EXERCISE REQUIREMENTS: Print the listing below verbatim, from its first line to its last, changing nothing.
=====
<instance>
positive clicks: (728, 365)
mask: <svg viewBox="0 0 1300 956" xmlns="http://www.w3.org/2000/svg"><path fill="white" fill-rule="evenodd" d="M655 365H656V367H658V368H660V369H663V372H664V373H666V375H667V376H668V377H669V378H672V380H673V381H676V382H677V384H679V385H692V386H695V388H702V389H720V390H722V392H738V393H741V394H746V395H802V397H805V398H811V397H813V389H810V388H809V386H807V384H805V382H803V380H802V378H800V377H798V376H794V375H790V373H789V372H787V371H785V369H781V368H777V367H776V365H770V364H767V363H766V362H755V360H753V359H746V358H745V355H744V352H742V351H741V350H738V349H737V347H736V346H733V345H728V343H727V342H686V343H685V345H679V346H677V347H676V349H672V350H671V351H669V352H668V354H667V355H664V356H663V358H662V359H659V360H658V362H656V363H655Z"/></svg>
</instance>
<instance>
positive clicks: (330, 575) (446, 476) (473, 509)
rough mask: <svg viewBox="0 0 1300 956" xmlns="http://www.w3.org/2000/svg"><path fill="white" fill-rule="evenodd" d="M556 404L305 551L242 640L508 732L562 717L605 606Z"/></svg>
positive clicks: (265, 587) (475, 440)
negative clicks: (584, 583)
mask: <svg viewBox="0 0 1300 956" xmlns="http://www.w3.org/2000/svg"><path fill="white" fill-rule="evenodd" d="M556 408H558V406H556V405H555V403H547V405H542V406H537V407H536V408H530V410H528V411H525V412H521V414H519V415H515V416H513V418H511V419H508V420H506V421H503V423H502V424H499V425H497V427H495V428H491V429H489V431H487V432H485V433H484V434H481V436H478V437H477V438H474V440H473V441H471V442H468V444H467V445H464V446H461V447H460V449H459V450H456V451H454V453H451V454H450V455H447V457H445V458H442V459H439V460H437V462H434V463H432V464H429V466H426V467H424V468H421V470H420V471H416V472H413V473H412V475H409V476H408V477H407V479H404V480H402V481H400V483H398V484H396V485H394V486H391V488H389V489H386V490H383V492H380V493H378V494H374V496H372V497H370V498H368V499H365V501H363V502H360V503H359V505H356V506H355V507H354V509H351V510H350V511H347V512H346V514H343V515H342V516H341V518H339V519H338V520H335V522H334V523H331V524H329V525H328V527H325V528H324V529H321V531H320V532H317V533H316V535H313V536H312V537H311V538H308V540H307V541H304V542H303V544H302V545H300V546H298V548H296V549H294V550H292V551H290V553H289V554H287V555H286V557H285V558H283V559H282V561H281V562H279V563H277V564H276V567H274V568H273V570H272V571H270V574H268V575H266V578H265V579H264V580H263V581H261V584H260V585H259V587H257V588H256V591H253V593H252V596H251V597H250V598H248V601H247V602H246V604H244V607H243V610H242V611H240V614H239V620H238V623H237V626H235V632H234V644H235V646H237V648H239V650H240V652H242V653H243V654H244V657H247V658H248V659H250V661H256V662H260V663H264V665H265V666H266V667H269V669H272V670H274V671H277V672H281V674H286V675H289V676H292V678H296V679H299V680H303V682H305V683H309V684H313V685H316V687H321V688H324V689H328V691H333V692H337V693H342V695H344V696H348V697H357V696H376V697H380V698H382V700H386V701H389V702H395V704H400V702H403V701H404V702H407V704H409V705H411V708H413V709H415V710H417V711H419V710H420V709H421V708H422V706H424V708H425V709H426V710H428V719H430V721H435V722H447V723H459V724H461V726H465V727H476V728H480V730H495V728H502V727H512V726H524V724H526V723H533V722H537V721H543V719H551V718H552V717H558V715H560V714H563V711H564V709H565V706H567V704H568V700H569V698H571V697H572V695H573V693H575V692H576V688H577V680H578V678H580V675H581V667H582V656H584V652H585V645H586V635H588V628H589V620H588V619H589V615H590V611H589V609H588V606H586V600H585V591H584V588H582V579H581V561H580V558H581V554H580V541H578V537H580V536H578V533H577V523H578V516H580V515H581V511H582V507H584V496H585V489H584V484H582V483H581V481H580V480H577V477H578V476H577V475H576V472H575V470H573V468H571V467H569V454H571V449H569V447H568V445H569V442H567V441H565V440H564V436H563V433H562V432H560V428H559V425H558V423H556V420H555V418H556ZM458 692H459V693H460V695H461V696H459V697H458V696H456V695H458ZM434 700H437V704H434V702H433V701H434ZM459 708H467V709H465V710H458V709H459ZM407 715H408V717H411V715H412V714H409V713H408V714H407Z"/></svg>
=====
EXERCISE OUTPUT:
<instance>
positive clicks: (728, 365)
mask: <svg viewBox="0 0 1300 956" xmlns="http://www.w3.org/2000/svg"><path fill="white" fill-rule="evenodd" d="M655 365H656V367H658V368H660V369H663V372H664V373H666V375H667V376H668V377H669V378H672V380H673V381H676V382H677V384H679V385H692V386H695V388H702V389H720V390H722V392H738V393H741V394H746V395H802V397H805V398H811V397H813V389H810V388H809V386H807V384H805V382H803V380H802V378H800V377H798V376H794V375H790V373H789V372H787V371H785V369H781V368H777V367H776V365H770V364H767V363H766V362H755V360H753V359H746V358H745V355H744V352H742V351H741V350H738V349H737V347H736V346H733V345H728V343H727V342H686V343H685V345H679V346H677V347H676V349H672V350H671V351H669V352H668V354H667V355H664V356H663V358H662V359H659V360H658V362H656V363H655Z"/></svg>
</instance>
<instance>
positive clicks: (330, 575) (446, 476) (473, 509)
rough mask: <svg viewBox="0 0 1300 956" xmlns="http://www.w3.org/2000/svg"><path fill="white" fill-rule="evenodd" d="M556 404L305 551L242 640L508 732L562 717L605 606Z"/></svg>
positive clicks: (265, 587) (475, 440)
negative clicks: (584, 583)
mask: <svg viewBox="0 0 1300 956" xmlns="http://www.w3.org/2000/svg"><path fill="white" fill-rule="evenodd" d="M556 408H558V406H556V405H555V403H547V405H542V406H537V407H536V408H530V410H528V411H525V412H521V414H519V415H515V416H513V418H511V419H508V420H506V421H503V423H502V424H499V425H497V427H495V428H491V429H489V431H487V432H485V433H484V434H481V436H478V437H477V438H474V440H473V441H471V442H468V444H467V445H464V446H461V447H460V449H459V450H456V451H454V453H451V454H450V455H447V457H445V458H442V459H439V460H437V462H434V463H432V464H429V466H426V467H424V468H421V470H420V471H416V472H413V473H412V475H409V476H408V477H407V479H404V480H402V481H400V483H398V484H396V485H394V486H391V488H389V489H386V490H383V492H380V493H378V494H374V496H372V497H370V498H368V499H365V501H363V502H360V503H359V505H356V506H355V507H354V509H351V510H350V511H347V512H346V514H343V515H342V516H341V518H339V519H338V520H335V522H334V523H331V524H329V525H328V527H325V528H324V529H321V531H320V532H317V533H316V535H313V536H312V537H311V538H308V540H307V541H304V542H303V544H302V545H300V546H298V548H296V549H294V550H292V551H290V553H289V554H287V555H286V557H285V558H283V559H282V561H281V562H279V563H277V564H276V567H274V568H273V570H272V571H270V574H268V575H266V578H265V579H264V580H263V581H261V584H260V585H259V587H257V588H256V591H253V593H252V596H251V597H250V598H248V601H247V602H246V604H244V607H243V610H242V611H240V614H239V620H238V623H237V626H235V632H234V644H235V646H237V648H239V650H240V652H242V653H243V654H244V657H247V658H248V659H250V661H256V662H260V663H264V665H265V666H266V667H269V669H272V670H274V671H277V672H281V674H286V675H289V676H292V678H296V679H299V680H303V682H305V683H309V684H313V685H316V687H321V688H324V689H328V691H333V692H337V693H342V695H344V696H348V697H357V696H376V697H380V698H382V700H386V701H389V702H395V704H400V702H403V701H404V702H407V704H409V705H411V708H413V709H415V710H417V711H419V710H420V709H421V708H422V706H424V708H425V709H426V710H428V719H430V721H435V722H447V723H459V724H461V726H465V727H476V728H480V730H495V728H502V727H512V726H524V724H526V723H533V722H537V721H543V719H551V718H552V717H558V715H560V714H563V711H564V709H565V706H567V704H568V700H569V698H571V697H572V695H573V693H575V692H576V688H577V680H578V678H580V675H581V667H582V656H584V652H585V645H586V635H588V628H589V620H588V619H589V615H590V611H589V609H588V606H586V600H585V591H584V588H582V579H581V561H580V558H581V554H580V541H578V537H580V536H578V533H577V523H578V516H580V515H581V511H582V507H584V496H585V489H584V484H582V483H581V481H580V480H577V477H578V476H577V475H576V472H575V470H573V468H571V467H569V454H571V449H569V447H568V445H569V442H567V441H565V440H564V436H563V433H562V432H560V428H559V425H558V423H556V420H555V418H556ZM458 692H459V693H460V695H461V696H459V697H458V696H456V695H458ZM434 700H437V704H434V702H433V701H434ZM459 708H467V709H465V710H458V709H459ZM407 715H408V717H411V715H412V714H409V713H408V714H407Z"/></svg>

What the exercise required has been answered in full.